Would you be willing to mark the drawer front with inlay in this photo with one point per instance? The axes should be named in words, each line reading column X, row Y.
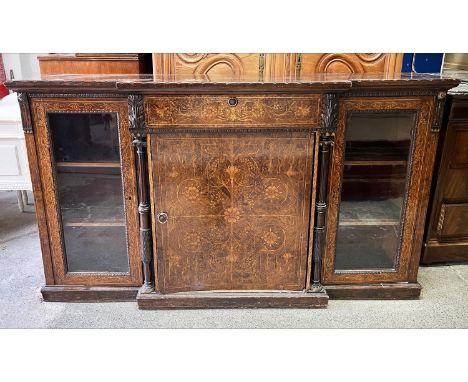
column 192, row 111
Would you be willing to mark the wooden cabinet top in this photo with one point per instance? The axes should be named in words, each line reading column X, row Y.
column 202, row 84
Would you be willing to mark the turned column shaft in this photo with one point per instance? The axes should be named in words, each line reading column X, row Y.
column 321, row 209
column 144, row 211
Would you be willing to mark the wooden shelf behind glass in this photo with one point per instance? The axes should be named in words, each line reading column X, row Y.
column 88, row 164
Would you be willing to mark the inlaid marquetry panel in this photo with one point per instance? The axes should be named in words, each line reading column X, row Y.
column 238, row 210
column 249, row 110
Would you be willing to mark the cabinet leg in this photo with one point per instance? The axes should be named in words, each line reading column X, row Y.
column 19, row 195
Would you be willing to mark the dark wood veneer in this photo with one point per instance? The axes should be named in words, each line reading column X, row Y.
column 300, row 178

__________

** WHAT YOU SHOULD DO **
Reproduce all the entries above word for word, leaving out the pictures.

** RESPONSE TO THIS TASK **
Would you be willing to mark the drawer front with inlay in this photo with one point per instance? The axes should be named in words, each line reading column X, row Y.
column 192, row 111
Would you be willing to mark the wooden cabinet top in this photo with one point per instance? The axes should be named in words, each line reading column X, row Y.
column 202, row 84
Would you be willing to mark the turned column shaft in this photo with one point per instance? The axes should be named in words, each line reading column X, row Y.
column 321, row 209
column 144, row 211
Would you be willing to mark the wooden shelf behind glass in this photo with one point per instance? The axes should be named in words, each line reading column X, row Y.
column 88, row 164
Would you be willing to mark the inlaid marquetry panel in this photo with one point per instance? The axes should be named in words, each line reading column X, row Y.
column 238, row 210
column 249, row 110
Would you be willing to mark the cabinet leg in this photo with one point per instance? The axes should be named in words, each line reading column X, row Y.
column 19, row 195
Would you be willing to mark the dark wood veneer in this photo with one point per instance? The axes should be named in words, each line reading column X, row Y.
column 300, row 178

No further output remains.